Exercise objective — Print the records below from their first line up to and including the line that contains "563 296 L 567". Keep every character of those lines unchanged.

Material for this exercise —
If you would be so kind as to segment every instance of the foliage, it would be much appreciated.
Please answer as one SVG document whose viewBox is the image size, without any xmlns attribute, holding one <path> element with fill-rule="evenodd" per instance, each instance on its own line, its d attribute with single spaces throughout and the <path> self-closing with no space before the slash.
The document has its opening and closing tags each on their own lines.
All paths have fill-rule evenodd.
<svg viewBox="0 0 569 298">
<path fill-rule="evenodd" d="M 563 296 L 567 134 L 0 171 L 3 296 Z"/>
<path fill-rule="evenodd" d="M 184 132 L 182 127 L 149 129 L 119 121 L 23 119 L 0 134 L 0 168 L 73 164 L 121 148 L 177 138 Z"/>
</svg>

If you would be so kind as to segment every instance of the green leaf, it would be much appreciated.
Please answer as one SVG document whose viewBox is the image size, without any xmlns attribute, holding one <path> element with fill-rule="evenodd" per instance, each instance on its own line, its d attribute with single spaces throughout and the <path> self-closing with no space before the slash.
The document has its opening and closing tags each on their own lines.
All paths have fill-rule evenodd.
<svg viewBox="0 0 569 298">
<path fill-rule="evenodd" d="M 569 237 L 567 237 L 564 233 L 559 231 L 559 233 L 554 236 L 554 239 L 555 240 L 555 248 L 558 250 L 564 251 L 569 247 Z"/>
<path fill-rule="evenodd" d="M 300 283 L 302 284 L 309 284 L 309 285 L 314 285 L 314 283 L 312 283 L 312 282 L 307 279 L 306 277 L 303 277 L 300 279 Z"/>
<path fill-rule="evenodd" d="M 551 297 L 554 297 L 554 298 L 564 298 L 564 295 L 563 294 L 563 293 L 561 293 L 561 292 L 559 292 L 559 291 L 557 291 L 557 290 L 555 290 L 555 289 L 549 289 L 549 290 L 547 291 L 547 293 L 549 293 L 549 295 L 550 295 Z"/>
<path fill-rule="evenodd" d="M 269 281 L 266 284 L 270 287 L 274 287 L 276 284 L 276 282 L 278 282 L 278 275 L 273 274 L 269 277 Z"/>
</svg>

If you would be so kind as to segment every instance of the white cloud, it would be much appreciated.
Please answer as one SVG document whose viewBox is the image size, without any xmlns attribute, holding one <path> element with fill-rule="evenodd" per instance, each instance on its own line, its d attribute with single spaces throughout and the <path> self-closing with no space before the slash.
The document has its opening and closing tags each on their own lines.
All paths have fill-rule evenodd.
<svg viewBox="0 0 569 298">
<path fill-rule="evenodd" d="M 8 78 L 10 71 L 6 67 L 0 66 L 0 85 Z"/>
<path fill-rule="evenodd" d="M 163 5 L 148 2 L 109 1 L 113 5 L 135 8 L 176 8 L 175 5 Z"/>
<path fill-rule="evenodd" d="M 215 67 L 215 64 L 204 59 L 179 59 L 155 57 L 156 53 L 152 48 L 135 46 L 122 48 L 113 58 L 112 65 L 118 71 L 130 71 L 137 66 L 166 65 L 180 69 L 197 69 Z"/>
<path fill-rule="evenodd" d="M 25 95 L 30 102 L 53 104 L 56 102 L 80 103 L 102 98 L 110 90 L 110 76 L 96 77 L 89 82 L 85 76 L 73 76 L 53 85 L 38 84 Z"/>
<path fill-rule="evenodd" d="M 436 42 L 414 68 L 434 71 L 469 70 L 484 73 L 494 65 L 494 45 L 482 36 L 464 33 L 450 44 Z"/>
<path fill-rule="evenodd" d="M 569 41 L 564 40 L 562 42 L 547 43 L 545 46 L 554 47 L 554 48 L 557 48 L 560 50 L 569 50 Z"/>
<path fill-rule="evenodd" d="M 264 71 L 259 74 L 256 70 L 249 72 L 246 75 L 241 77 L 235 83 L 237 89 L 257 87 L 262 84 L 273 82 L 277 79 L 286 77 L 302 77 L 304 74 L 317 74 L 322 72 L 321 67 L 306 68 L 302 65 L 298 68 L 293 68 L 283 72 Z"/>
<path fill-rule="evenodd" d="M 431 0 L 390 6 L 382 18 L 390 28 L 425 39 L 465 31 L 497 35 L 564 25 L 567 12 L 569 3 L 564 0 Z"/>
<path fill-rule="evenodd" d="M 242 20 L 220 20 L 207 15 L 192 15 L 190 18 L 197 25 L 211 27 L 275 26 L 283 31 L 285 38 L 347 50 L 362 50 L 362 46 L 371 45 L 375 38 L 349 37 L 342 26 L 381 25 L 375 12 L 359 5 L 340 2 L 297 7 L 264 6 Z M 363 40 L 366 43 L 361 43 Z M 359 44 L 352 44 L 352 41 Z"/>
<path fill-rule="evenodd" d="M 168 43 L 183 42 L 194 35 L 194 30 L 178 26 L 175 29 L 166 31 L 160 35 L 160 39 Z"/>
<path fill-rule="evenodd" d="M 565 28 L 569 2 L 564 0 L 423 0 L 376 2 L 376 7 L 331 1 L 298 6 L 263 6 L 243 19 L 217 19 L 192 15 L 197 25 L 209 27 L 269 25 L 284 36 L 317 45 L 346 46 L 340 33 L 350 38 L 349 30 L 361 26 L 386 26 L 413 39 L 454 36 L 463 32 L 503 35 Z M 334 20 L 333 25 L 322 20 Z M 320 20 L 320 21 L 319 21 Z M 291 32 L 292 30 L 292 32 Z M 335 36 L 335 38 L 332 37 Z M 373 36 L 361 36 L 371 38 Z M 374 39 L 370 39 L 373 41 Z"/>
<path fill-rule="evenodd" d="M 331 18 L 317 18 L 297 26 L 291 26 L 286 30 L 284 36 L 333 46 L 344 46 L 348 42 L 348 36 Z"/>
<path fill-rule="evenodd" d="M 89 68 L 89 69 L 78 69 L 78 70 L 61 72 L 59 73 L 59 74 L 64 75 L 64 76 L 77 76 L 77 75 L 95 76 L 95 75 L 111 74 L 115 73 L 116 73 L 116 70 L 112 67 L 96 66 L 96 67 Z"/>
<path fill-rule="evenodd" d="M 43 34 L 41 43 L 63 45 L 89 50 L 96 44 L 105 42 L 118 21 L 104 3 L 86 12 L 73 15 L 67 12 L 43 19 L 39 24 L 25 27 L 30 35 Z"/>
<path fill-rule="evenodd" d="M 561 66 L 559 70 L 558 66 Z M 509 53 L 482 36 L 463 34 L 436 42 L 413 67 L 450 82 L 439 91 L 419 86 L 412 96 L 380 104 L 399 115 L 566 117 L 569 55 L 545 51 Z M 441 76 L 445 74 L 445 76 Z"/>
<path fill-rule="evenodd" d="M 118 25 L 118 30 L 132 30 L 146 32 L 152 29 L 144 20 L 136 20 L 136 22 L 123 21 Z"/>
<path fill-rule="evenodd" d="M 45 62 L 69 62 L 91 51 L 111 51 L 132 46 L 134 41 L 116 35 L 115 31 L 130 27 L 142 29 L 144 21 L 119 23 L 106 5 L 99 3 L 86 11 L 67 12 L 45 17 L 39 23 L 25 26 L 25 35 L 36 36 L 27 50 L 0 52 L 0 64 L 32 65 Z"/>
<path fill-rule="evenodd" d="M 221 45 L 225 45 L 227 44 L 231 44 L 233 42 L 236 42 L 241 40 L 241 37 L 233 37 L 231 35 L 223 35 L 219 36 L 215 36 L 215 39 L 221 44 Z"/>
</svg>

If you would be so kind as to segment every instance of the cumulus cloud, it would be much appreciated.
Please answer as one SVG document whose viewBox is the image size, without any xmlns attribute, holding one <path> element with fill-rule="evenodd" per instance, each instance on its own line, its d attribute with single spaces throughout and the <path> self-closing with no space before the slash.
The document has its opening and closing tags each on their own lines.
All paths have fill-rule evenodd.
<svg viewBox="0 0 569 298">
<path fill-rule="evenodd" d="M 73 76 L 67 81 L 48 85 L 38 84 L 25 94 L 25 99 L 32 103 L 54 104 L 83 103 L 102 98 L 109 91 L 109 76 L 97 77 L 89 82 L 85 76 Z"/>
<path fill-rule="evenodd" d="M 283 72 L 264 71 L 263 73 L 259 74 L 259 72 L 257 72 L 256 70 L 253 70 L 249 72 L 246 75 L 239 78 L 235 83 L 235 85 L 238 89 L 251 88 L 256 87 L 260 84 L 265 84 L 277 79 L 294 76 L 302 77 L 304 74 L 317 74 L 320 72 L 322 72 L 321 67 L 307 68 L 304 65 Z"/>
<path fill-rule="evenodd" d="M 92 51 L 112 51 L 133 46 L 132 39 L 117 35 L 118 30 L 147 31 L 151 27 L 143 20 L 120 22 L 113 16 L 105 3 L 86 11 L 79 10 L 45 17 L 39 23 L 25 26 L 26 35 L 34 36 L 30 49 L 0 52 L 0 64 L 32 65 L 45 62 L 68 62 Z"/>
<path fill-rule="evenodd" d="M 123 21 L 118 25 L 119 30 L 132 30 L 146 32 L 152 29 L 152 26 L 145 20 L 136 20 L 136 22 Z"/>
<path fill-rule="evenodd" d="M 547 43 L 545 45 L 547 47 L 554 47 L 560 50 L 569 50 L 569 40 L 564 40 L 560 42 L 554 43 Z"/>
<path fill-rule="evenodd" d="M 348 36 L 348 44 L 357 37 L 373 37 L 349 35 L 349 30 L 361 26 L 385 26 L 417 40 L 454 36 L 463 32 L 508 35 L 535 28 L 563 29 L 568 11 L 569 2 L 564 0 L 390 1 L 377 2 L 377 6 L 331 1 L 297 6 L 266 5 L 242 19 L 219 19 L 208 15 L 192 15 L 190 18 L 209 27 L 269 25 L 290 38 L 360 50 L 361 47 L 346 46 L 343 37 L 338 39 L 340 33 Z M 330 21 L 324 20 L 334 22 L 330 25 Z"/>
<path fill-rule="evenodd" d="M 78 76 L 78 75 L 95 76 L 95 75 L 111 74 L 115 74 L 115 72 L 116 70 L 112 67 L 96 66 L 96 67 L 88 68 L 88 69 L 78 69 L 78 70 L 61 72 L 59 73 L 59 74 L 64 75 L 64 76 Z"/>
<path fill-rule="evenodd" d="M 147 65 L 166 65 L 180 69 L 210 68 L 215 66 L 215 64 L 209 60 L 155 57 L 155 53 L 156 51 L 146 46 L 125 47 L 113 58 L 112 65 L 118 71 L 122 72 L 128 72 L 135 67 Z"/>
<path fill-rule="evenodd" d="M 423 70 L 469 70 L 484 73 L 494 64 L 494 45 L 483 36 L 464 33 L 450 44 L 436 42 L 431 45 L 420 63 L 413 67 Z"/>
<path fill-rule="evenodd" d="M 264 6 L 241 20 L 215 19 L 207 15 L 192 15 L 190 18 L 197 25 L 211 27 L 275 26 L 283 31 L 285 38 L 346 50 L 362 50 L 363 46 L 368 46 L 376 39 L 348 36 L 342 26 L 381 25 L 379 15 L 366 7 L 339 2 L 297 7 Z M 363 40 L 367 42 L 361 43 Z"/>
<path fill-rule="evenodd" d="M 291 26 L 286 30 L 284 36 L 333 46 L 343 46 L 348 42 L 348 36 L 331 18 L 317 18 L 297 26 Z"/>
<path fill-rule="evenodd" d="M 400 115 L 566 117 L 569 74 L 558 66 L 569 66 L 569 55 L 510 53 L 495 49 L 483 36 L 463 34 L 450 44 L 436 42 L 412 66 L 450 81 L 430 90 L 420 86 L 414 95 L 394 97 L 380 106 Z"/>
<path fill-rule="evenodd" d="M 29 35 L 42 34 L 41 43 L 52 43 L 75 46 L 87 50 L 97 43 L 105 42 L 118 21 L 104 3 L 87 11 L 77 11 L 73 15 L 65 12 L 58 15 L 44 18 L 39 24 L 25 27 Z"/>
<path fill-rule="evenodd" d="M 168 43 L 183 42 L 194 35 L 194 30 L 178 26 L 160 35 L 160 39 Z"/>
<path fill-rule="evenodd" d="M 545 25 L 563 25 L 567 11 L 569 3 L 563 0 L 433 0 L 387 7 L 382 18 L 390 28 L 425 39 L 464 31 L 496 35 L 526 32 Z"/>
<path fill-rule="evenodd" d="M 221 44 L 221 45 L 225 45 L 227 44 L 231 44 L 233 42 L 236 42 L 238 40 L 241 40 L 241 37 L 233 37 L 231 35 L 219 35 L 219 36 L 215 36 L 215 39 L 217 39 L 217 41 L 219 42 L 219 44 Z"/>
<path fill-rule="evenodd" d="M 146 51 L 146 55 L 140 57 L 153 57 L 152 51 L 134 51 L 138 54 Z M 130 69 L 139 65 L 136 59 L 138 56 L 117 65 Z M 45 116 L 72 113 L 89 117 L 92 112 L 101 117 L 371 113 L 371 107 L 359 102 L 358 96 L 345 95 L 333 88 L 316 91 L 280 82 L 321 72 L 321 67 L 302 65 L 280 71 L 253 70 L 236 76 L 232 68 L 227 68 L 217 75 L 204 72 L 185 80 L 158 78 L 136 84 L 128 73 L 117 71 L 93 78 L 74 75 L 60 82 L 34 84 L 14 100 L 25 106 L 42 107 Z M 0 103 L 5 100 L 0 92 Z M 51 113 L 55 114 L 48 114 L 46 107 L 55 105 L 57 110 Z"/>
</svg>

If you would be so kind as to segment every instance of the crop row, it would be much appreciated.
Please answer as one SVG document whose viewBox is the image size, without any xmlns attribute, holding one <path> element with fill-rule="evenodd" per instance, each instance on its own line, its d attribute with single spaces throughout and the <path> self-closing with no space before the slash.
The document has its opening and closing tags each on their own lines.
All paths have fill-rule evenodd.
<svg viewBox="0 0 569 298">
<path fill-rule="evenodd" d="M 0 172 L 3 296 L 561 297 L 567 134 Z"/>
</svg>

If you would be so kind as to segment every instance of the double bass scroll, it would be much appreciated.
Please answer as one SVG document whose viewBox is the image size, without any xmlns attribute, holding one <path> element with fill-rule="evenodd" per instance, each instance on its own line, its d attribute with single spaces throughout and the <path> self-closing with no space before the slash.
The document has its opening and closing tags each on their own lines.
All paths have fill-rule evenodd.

Response below —
If you would be so kind as to segment every instance of the foliage, it would be much appreciated.
Please answer as one SVG document whose viewBox is the image size, without any xmlns attribute, holding one <path> element with fill-rule="evenodd" per instance, each instance on its own line, its d attribute with single spaces throughout and the <path> self-closing with no space before the slash.
The document has its opening and closing tags each on their own lines.
All paths have fill-rule evenodd.
<svg viewBox="0 0 569 298">
<path fill-rule="evenodd" d="M 563 296 L 567 134 L 0 171 L 3 296 Z"/>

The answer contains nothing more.